De ondergetekenden stellen het volgende amendement voor:
Na artikel I wordt een artikel ingevoegd, luidende:
ARTIKEL IA
Aan artikel 67, eerste lid, van het Wetboek van Strafvordering wordt een onderdeel
toegevoegd, luidende:
-
d. een misdrijf omschreven in artikel 197 van het Wetboek van Strafrecht, voor zover
de verdenking betrekking heeft op een ongewenstverklaring op grond van artikel 67,
eerste lid, onderdeel c, van de Vreemdelingenwet 2000.
Toelichting
Dit amendement regelt dat een bevel tot voorlopige hechtenis kan worden gegeven ingeval
van een verdenking van een vreemdeling die in Nederland verblijft van het feit dat
hij weet of ernstige reden heeft te vermoeden dat hij tot ongewenste vreemdeling is
verklaard op grond van artikel 67, eerste lid, onderdeel c, van de Vreemdelingenwet
2000.
Ter nadere toelichting moge het volgende dienen:
Met onderhavig wetsvoorstel kan de Minister van Veiligheid en Justitie (hierna: de
Minister), indien hij besluit tot intrekking van het Nederlanderschap van een persoon
die zich heeft aangesloten bij een terroristische organisatie, betrokkene ook tot
ongewenst vreemdeling verklaren. Het wetsvoorstel bevat derhalve een preventieve maatregel,
gericht op het voorkomen van terugkeer van uitgereisde jihadstrijders.
Het valt echter niet uit te sluiten dat betrokkene toch in staat is terug te keren
naar Nederland. In dat geval is hij vanwege de ongewenstverklaring strafbaar op grond
van artikel 197 van het Wetboek van Strafrecht. Gelet op het onrechtmatig verblijf
en het belang van de nationale veiligheid ligt vreemdelingenbewaring conform artikel
59 van de Vreemdelingenwet 2000 voor de hand; hierbij geldt echter wel de eis dat
zicht is op uitzetting. Het is evenwel niet ondenkbaar dat uitzetting naar het land
van de (overgebleven) nationaliteit in de praktijk voor problemen zal zorgen. Gelet
op de strenge toets die ook de bestuursrechter hanteert bij toepassing van vreemdelingenbewaring
loopt de samenleving aldus het risico dat deze vreemdelingenbewaring moet worden opgeheven.
Indieners willen vermijden dat teruggekeerde jihadstrijders, zonder de Nederlandse
nationaliteit en ongewenst verklaard, zich vrijelijk in Nederland kunnen bewegen,
gelet op de gepleegde handelingen op basis waarvan de betrokkenen hun Nederlandse
nationaliteit is afgenomen en de dreiging die van hen uitgaat voor de nationale veiligheid.

_Begrip controleren_
• 1. Kopieer uit het amendement letterlijk het gedeelte dat begint bij de woorden "De ondergetekenden stellen" en stopt na de woorden "de Vreemdelingenwet 2000.".
• 2. Vertaal de volgende zin uit het amendement in het Engels: "Het valt echter niet uit te sluiten dat betrokkene toch in staat is terug te keren naar Nederland."
• 3. Schrijf de toelichting bij het amendement over voorlopige hechtenis van ongewenst verklaarde vreemdelingen verder, te beginnen na de laatste zin van het amendement.
Voor deze opdrachten zijn de items niet van belang.

_Aangeleverde gegevens_
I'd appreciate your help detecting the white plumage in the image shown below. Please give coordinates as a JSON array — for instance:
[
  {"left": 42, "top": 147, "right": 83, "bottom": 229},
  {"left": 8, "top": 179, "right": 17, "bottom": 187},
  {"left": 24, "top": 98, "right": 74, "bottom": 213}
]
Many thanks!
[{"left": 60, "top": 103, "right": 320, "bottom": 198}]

_Antwoorden oefeningen_
• 1.
De ondergetekenden stellen het volgende amendement voor:
Na artikel I wordt een artikel ingevoegd, luidende:
ARTIKEL IA
Aan artikel 67, eerste lid, van het Wetboek van Strafvordering wordt een onderdeel
toegevoegd, luidende:
-
d. een misdrijf omschreven in artikel 197 van het Wetboek van Strafrecht, voor zover
de verdenking betrekking heeft op een ongewenstverklaring op grond van artikel 67,
eerste lid, onderdeel c, van de Vreemdelingenwet 2000.

• 2. However, it cannot be ruled out that the person concerned is nevertheless able to return to the Netherlands.

• 3.
Daarom regelen indieners in dit amendement dat voorlopige hechtenis mogelijk wordt
gemaakt bij verdenking van een misdrijf als omschreven in artikel 197 van het Wetboek
van Strafrecht. Zodoende ontstaat bij teruggekeerde jihadstrijders wier nationaliteit
is ontnomen een grond om hen in voorlopige hechtenis te nemen en de samenleving op
dien wijze te beschermen.
De Minister heeft tijdens de plenaire behandeling onomwonden gesteld dat bij een eventuele
terugkomst van een jihadstrijder (zonder Nederlandse nationaliteit) is voldaan aan
de delictsomschrijving van het lidmaatschap van een terroristische organisatie en
zodoende hechtenis zou kunnen worden toegepast bij vervolging voor dit delict (artikel
140a van het Wetboek van Strafrecht). Dit omdat intrekking van de nationaliteit alleen
maar kan plaatsvinden als iemand zich heeft aangesloten bij een terroristische organisatie
en dit reeds door de rechter is vastgesteld. Indieners zijn hier niet zonder meer
van overtuigd. Het zal in de praktijk immers nog moeten blijken of een dergelijke
bewijsconstructie, gestoeld op de beoordeling van de bestuursrechter (van maanden
of wellicht jaren terug), door de strafrechter zal worden aanvaard bij het vorderen
van voorlopige hechtenis.
Bovendien vergt deze route, gelet op de complexiteit van het ten laste gelegde strafbare
feit, veel tijd en inspanning van het OM, zeker in vergelijking met het vorderen van
voorlopige hechtenis op grond van (het eenvoudiger te bewijzen) artikel 197 van het
Wetboek van Strafrecht.
Indieners zijn van oordeel dat tegen een jihadstrijder die onverwacht is teruggekeerd,
onverwijld moet worden opgetreden. Dan kan de route van voorlopige hechtenis op grond
van artikel 197 van het Wetboek van Strafrecht uitkomst bieden. Evident is immers
dat betrokkene op grond van de ongewenstverklaring dan onrechtmatig het grondgebied
van Nederland heeft betreden.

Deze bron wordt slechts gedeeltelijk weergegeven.